Segment Open
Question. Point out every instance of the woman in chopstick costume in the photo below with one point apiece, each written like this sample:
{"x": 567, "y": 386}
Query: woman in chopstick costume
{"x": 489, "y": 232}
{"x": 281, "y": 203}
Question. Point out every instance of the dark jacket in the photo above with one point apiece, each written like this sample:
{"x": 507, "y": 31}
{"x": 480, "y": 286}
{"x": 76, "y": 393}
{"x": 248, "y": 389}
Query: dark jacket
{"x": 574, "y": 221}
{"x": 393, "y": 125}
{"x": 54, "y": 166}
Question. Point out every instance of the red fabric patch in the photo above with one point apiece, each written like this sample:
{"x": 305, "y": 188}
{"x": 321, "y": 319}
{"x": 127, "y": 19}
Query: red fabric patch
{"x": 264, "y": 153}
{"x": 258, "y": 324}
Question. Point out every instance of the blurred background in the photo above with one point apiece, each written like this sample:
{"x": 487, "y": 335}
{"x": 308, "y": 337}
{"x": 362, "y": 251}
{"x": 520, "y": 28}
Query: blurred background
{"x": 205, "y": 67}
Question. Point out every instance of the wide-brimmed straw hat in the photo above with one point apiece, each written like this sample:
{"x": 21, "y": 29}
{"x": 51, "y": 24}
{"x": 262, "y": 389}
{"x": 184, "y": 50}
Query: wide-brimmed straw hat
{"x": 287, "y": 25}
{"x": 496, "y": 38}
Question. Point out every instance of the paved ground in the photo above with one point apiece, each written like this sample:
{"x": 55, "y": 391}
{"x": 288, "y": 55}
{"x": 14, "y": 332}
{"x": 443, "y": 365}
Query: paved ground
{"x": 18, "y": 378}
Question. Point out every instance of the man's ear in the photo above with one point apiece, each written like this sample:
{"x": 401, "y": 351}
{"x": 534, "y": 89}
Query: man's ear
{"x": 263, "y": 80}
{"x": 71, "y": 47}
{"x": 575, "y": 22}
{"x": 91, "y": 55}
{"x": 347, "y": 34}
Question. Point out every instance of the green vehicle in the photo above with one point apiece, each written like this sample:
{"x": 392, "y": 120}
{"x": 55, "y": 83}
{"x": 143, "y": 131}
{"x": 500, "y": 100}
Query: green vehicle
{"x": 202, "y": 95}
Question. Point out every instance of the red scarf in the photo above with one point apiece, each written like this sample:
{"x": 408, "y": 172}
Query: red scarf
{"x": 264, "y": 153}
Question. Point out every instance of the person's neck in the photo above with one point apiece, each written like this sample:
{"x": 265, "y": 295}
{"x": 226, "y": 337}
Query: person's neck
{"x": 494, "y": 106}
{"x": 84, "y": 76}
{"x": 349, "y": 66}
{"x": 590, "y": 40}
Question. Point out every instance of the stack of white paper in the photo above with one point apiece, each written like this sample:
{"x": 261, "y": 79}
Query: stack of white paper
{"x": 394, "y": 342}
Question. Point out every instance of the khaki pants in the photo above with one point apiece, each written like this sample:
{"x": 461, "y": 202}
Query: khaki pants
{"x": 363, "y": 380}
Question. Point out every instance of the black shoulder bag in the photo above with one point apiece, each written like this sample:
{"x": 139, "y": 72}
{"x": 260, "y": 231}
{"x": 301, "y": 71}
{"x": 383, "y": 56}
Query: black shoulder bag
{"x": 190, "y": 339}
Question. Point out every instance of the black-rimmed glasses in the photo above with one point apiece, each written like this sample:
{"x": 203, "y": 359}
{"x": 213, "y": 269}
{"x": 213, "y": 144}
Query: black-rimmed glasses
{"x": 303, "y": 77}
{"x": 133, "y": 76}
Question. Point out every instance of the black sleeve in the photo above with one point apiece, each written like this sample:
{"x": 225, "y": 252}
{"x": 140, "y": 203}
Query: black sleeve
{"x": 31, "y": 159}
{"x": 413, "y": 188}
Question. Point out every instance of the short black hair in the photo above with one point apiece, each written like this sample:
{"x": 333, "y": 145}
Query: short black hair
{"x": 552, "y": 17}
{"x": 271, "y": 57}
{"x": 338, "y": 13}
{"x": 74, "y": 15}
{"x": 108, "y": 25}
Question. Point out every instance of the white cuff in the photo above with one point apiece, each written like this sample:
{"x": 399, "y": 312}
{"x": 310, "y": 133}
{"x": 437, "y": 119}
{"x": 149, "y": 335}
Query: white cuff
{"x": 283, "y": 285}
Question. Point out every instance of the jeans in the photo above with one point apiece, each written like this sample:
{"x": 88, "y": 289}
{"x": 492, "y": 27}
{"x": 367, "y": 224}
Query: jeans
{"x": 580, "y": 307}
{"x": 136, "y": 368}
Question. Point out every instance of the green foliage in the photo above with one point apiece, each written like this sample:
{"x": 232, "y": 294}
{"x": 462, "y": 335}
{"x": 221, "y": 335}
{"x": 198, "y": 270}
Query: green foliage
Segment Closed
### Assignment
Return only the number of lines in the material with the word "foliage" in them.

### Reply
2